Extrait choisi:
►
Mais revenons un peu sur l’ouvrage en lui même. Il est issu de la collection Nouveau Monde, reflet du travail du Labex EHNE, le « laboratoire d’excellence écrite une histoire nouvelle de l’Europe », dont était aussi issu l’intéressant Vaincus ! Histoire de défaites qui m’avait plutôt bien enthousiasmé .

Sous la direction d’Yves Bouvier et de Léonard Laborie (respectivement maître de conférence à la Sorbonne et chargé de recherche au CNRS) l’ouvrage regroupe dix signatures d’historiens et historiennes de la nouvelle génération, pas encore intégrés dans les circuits classiques universitaires, quadragénaires pour la plupart, entrés en fonction au moment où des historiens amateurs et people faisaient le buzz à la télévision ou sur internet, on pense ici à Lorant Deutsch, Stéphane Bern ou Dimitri Casali. Des gens qui ont donc fort à faire pour renverser la vapeur d’une histoire fantasmée et téléologique.

HISTOIRE DE VAPEUR ?
◄
Données fournies:
►
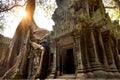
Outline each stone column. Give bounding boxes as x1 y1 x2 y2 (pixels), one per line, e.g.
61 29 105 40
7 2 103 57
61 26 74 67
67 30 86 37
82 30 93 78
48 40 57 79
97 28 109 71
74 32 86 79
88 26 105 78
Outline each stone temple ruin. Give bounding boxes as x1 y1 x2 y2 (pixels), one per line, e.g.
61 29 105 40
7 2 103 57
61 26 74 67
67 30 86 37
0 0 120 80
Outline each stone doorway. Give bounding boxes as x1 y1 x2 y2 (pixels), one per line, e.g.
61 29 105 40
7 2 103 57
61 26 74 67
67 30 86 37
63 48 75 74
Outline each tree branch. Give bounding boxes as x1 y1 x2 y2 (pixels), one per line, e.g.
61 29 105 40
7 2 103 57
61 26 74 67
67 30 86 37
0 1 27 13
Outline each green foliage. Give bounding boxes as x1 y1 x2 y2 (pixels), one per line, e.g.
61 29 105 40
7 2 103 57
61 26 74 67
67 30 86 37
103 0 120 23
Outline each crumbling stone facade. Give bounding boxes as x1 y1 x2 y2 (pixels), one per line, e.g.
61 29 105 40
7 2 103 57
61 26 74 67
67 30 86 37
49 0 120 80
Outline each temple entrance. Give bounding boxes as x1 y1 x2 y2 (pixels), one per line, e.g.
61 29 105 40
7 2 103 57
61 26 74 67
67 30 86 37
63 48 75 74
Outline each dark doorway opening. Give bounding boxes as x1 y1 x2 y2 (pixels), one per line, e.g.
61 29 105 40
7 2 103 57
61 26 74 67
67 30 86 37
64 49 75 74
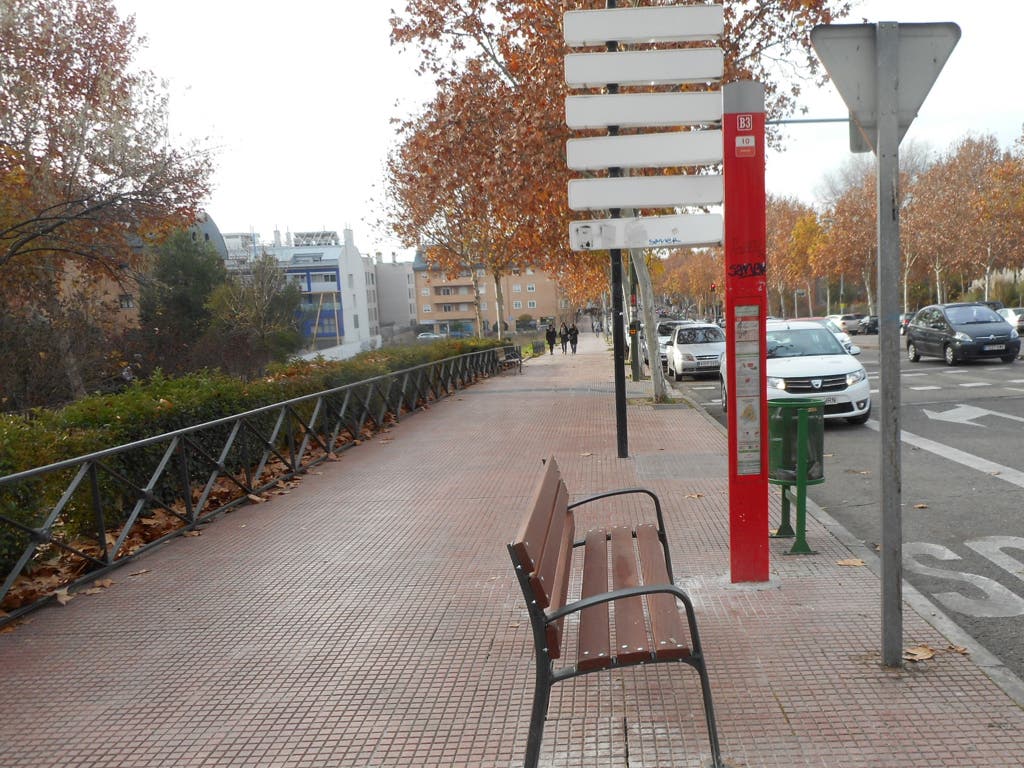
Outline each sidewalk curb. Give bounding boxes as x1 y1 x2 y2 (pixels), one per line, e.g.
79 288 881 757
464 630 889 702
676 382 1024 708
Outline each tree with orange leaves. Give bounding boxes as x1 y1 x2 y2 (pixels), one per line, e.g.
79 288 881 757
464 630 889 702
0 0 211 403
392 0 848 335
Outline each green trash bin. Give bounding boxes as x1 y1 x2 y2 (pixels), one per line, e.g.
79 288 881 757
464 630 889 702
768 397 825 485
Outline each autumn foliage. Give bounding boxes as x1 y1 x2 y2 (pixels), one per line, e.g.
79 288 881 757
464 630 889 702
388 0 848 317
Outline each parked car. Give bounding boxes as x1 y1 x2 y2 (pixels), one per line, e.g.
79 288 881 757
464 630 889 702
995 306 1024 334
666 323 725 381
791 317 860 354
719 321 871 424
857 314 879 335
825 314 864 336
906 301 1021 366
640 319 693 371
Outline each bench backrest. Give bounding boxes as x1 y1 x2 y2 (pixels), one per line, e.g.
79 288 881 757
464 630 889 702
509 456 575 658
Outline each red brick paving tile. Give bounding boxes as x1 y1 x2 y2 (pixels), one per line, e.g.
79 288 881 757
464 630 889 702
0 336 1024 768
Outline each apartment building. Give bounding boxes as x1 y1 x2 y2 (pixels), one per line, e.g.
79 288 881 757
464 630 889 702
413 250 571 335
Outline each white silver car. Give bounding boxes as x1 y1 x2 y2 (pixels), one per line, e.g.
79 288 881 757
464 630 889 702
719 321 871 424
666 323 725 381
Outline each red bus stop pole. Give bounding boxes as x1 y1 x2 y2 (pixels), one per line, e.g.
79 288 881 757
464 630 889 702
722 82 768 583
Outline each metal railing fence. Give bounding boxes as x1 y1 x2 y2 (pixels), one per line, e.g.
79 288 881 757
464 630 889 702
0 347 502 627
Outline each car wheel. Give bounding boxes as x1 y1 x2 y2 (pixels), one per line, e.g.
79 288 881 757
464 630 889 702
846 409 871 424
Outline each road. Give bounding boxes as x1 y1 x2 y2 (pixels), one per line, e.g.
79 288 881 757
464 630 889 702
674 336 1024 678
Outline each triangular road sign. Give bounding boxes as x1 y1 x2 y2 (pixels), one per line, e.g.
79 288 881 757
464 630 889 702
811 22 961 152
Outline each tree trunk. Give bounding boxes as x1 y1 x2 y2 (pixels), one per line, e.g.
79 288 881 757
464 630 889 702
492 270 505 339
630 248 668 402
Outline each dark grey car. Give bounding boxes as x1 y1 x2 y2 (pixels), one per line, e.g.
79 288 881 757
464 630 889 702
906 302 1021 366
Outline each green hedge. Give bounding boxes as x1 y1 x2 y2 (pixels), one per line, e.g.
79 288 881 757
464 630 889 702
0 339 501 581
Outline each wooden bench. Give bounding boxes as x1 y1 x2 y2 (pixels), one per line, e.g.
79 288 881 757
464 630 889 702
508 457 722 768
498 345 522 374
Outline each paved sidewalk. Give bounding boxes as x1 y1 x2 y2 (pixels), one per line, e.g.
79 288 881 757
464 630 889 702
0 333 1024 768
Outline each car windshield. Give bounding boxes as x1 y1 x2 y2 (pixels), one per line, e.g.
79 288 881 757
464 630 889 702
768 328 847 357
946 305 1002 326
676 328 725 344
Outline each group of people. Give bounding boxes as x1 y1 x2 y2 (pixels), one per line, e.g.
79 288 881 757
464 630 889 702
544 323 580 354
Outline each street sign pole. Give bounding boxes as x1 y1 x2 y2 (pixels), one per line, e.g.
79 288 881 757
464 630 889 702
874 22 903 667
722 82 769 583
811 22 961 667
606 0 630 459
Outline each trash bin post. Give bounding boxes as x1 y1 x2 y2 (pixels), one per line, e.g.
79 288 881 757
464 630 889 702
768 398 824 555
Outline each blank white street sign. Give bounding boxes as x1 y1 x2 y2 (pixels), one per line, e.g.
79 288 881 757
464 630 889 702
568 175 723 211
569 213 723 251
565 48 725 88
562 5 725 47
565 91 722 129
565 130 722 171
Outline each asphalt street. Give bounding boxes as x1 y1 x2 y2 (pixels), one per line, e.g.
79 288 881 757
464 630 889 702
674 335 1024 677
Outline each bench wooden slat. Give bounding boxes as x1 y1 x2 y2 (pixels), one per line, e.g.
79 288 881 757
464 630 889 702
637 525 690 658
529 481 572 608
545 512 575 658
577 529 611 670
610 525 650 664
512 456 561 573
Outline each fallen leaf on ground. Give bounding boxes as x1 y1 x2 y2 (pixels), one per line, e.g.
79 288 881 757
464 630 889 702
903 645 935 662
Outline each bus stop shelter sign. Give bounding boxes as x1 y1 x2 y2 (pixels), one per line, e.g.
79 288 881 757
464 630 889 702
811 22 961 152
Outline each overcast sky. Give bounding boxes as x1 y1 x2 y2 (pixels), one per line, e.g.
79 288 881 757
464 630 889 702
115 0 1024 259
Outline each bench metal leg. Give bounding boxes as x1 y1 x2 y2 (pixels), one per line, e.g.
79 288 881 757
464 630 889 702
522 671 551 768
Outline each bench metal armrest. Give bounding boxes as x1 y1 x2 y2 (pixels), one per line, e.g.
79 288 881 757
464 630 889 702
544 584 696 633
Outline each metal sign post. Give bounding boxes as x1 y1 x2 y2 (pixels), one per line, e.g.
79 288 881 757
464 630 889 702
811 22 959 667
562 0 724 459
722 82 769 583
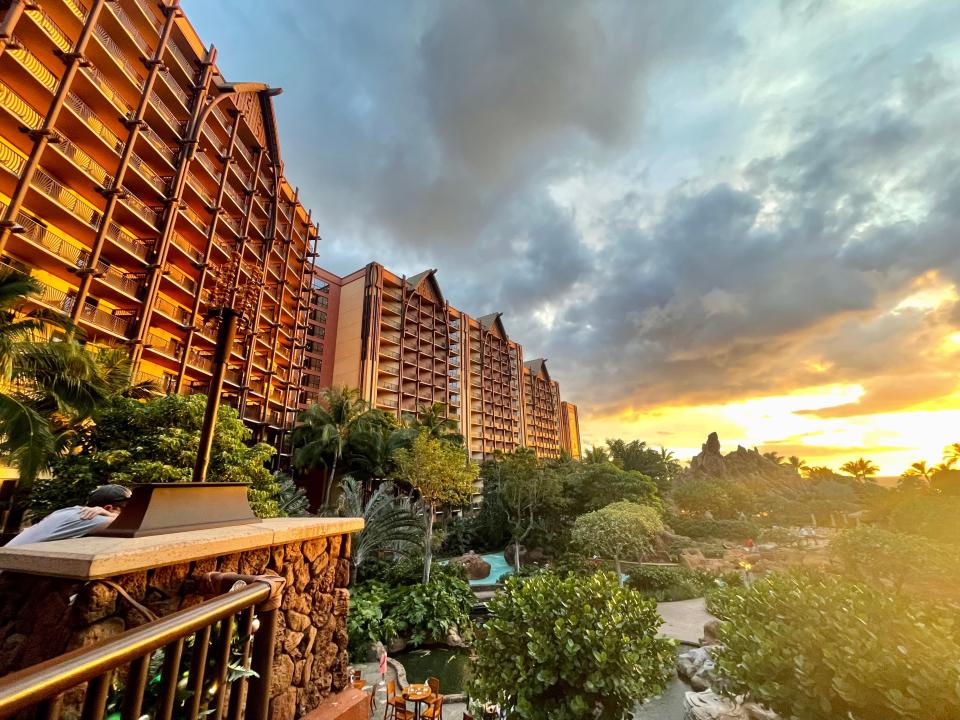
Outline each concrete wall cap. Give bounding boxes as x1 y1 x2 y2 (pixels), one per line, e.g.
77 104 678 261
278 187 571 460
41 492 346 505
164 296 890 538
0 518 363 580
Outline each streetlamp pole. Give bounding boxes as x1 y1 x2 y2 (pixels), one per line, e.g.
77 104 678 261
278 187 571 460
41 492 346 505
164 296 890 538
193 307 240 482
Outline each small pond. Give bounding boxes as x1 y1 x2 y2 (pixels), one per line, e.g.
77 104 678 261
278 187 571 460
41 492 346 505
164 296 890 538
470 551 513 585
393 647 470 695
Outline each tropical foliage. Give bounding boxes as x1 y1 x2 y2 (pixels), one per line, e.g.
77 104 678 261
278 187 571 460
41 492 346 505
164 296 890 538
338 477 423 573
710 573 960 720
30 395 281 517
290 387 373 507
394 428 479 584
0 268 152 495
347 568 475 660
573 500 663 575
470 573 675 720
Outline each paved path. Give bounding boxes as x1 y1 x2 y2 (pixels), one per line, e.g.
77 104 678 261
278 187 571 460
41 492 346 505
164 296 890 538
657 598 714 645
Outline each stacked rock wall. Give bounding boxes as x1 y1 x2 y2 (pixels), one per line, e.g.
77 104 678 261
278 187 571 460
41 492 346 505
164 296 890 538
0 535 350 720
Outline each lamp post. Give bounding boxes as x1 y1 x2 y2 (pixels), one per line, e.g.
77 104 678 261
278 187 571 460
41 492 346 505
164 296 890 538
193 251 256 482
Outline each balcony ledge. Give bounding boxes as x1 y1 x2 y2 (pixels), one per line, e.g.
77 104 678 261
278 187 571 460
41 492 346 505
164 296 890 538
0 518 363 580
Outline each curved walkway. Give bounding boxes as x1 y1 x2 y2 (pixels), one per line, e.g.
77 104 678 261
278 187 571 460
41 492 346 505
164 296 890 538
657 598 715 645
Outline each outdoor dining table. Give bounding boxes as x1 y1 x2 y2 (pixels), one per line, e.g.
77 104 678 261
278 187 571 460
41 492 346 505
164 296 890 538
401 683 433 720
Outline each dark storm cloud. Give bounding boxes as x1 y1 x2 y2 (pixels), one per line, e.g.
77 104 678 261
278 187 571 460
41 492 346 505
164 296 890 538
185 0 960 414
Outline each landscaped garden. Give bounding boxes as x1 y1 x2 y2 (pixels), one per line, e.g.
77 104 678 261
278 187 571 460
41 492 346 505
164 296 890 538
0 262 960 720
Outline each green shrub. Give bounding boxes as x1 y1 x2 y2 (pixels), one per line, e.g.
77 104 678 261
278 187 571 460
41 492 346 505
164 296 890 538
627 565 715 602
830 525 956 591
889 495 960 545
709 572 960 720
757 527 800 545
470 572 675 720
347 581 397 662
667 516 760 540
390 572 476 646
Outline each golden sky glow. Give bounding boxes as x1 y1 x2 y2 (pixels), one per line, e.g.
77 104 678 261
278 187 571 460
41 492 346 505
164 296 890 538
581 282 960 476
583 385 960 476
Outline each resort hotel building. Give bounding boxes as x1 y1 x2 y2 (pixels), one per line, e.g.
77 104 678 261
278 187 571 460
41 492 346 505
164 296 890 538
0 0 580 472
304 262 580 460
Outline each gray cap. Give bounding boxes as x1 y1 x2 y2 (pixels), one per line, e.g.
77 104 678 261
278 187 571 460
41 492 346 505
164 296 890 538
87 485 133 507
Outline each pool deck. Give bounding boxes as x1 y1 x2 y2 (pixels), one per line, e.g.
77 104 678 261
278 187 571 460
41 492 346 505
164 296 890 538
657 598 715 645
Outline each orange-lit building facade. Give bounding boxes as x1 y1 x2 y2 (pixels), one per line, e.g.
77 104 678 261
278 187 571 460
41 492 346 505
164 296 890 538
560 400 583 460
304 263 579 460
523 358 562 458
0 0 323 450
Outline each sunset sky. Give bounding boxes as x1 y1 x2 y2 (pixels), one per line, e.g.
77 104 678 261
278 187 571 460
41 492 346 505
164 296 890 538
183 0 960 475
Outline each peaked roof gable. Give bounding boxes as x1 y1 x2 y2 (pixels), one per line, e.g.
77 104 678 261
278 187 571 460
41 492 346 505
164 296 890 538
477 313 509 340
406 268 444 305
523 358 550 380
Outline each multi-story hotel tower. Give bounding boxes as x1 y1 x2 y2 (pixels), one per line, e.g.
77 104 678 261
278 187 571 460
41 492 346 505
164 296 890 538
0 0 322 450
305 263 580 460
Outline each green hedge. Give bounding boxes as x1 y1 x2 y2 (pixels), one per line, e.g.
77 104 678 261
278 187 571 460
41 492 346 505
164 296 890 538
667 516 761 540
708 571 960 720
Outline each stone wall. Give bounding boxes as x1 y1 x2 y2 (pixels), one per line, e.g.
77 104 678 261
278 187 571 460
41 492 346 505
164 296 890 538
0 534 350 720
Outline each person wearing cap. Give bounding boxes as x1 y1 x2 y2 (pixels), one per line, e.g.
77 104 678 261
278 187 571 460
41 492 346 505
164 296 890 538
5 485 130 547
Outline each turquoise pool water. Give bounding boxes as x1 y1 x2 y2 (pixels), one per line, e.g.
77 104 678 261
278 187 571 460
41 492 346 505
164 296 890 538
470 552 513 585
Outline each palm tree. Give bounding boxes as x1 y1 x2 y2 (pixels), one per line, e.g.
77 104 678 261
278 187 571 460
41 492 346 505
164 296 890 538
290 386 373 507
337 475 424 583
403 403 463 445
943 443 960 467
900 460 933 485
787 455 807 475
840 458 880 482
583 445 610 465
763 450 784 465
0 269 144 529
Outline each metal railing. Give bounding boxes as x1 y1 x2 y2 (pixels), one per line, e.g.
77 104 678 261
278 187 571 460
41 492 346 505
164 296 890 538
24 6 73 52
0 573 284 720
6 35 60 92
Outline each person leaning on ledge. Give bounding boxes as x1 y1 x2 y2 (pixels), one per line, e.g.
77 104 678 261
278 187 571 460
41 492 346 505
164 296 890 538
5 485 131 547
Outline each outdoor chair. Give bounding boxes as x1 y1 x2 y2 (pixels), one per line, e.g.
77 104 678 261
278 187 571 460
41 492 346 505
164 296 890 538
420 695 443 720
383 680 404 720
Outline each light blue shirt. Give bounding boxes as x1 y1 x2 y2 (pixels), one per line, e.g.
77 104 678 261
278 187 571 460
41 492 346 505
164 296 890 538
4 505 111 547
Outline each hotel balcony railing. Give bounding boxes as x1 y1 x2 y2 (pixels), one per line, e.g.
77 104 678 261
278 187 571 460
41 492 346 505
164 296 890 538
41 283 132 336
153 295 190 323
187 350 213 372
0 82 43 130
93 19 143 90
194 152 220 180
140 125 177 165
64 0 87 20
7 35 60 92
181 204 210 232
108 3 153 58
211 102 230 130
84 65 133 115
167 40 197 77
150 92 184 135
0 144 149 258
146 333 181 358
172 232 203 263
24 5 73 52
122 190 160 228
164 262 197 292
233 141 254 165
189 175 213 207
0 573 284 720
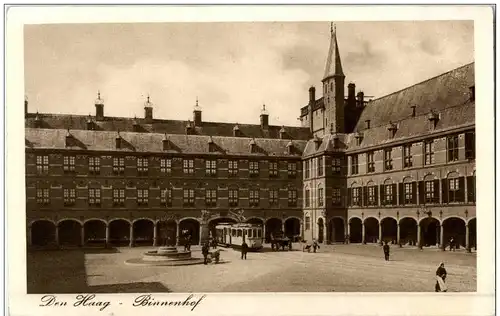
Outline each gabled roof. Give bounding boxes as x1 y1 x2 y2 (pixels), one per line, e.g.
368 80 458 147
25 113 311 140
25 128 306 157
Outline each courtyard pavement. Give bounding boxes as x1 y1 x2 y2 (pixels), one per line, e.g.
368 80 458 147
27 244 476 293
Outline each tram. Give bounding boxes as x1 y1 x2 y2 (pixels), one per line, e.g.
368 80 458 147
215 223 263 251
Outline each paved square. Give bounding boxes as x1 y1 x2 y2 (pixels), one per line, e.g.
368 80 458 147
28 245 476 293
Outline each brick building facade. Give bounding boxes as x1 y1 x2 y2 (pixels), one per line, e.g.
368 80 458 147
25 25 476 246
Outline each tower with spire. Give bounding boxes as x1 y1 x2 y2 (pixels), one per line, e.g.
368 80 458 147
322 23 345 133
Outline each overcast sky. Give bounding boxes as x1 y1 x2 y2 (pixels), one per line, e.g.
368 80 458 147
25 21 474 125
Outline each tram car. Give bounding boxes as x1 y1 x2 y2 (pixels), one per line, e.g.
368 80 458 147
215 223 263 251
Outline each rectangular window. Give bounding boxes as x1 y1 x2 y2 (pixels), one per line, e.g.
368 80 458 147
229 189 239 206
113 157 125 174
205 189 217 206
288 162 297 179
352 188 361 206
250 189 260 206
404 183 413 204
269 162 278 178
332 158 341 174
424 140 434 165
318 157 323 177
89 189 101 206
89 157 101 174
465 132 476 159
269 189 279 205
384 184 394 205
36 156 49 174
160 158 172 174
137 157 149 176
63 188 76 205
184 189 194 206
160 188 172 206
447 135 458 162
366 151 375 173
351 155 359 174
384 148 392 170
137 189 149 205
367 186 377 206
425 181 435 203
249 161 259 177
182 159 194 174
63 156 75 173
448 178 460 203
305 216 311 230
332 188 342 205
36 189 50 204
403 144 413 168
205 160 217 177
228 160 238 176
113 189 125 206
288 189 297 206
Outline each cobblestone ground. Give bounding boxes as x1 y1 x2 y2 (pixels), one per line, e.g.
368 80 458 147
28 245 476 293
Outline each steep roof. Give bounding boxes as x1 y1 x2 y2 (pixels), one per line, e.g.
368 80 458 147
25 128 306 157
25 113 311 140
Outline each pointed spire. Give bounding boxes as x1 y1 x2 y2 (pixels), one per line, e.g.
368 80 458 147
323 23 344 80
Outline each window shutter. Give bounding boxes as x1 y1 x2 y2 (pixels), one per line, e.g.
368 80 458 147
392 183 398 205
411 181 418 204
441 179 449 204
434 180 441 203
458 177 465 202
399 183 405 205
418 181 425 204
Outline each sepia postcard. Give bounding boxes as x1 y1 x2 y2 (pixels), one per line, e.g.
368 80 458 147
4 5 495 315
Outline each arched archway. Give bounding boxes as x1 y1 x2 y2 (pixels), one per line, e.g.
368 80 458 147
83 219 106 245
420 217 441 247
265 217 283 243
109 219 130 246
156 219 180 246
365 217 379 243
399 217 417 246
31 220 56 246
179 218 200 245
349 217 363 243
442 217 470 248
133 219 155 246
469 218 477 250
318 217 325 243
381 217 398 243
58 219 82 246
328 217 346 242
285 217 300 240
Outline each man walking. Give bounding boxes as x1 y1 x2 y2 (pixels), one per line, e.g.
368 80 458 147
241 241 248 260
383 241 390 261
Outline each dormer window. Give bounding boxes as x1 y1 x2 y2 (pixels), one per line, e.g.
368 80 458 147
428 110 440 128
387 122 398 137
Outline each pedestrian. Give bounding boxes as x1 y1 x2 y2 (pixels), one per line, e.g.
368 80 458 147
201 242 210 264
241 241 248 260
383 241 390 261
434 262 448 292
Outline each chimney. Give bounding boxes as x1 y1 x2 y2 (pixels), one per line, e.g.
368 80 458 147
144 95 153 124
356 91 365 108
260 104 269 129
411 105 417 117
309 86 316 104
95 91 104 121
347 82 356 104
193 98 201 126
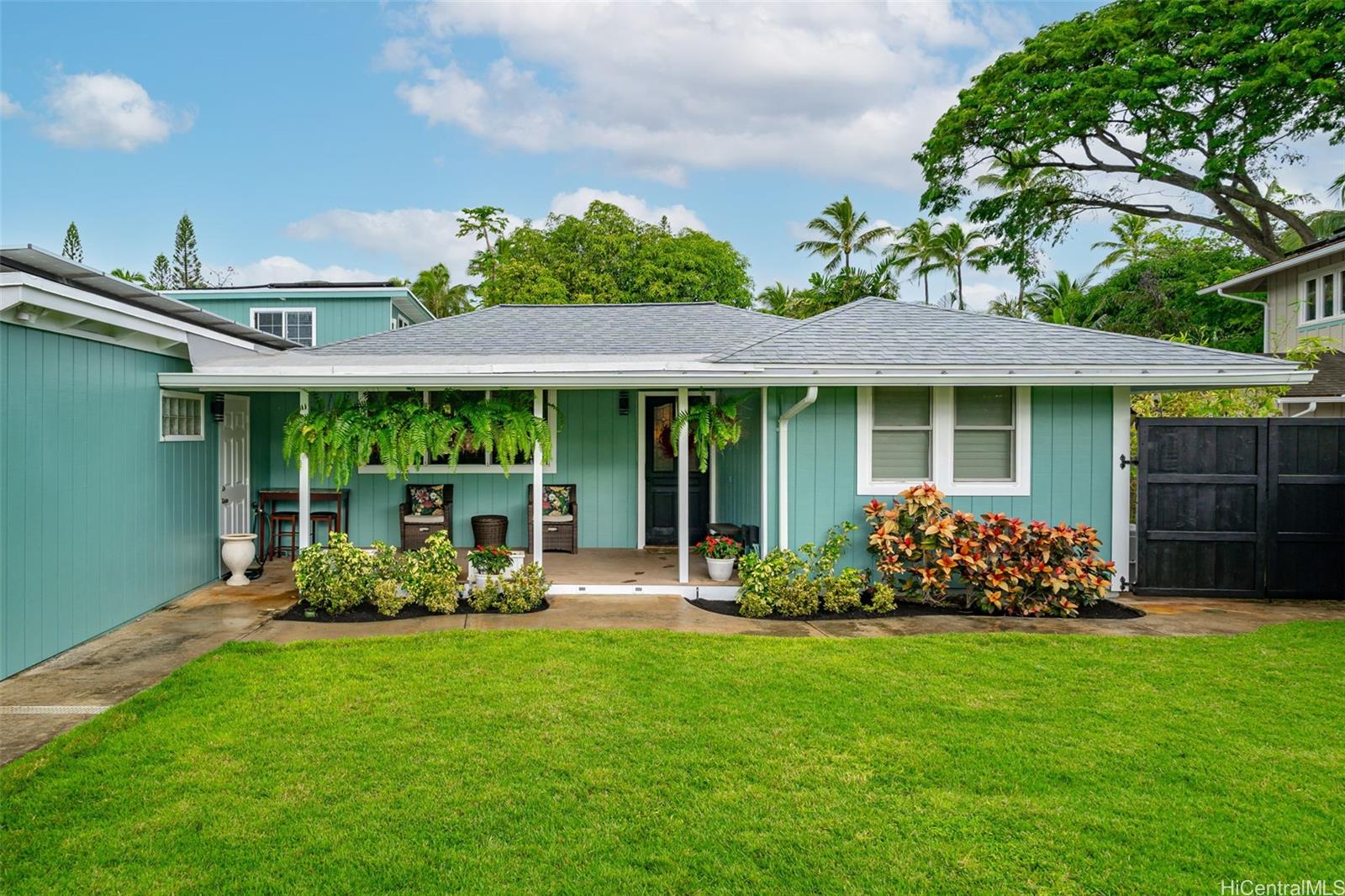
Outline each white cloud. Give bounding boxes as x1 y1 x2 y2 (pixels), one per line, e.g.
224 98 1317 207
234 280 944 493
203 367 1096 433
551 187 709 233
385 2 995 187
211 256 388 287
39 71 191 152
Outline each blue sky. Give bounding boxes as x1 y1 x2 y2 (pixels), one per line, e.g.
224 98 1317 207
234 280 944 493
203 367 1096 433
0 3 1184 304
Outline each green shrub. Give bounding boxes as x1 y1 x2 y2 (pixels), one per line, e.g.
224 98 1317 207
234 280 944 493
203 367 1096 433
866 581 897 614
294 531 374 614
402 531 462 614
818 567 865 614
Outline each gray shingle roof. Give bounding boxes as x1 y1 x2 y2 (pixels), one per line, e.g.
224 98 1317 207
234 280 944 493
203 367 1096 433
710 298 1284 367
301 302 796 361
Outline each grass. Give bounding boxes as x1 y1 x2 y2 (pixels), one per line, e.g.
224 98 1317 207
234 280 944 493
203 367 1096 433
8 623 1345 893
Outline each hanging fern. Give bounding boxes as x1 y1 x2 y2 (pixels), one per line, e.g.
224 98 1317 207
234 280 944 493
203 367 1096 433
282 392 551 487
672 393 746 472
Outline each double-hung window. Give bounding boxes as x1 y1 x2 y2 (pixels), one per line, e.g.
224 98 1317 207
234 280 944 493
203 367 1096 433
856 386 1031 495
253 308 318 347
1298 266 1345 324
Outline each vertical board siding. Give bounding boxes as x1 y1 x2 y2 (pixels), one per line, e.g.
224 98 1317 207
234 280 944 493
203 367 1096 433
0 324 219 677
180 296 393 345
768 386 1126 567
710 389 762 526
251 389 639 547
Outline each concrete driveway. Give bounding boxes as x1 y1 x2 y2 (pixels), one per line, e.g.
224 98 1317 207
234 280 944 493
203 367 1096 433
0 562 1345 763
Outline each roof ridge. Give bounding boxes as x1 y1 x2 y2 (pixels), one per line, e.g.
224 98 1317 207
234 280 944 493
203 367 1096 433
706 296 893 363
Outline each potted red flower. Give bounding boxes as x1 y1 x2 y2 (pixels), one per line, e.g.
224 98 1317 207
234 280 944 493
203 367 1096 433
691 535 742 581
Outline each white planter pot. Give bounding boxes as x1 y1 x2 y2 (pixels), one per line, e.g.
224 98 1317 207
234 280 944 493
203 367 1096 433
◄
Énoncé:
Dites si chacune des affirmations suivantes concorde avec l’extrait, en répondant par oui ou par non et en citant exactement les mots décisifs du texte : (a) L’ouvrage réunit dix signatures d’historiens et d’historiennes. (b) Yves Bouvier est chargé de recherche au CNRS. (c) La plupart des auteurs sont quadragénaires. Appuyez-vous uniquement sur l’extrait.

Réponse rédigée:
(a) Oui : « l’ouvrage regroupe dix signatures d’historiens et historiennes de la nouvelle génération ».
(b) Non : « Sous la direction d’Yves Bouvier et de Léonard Laborie (respectivement maître de conférence à la Sorbonne et chargé de recherche au CNRS) ».
(c) Oui : « quadragénaires pour la plupart ».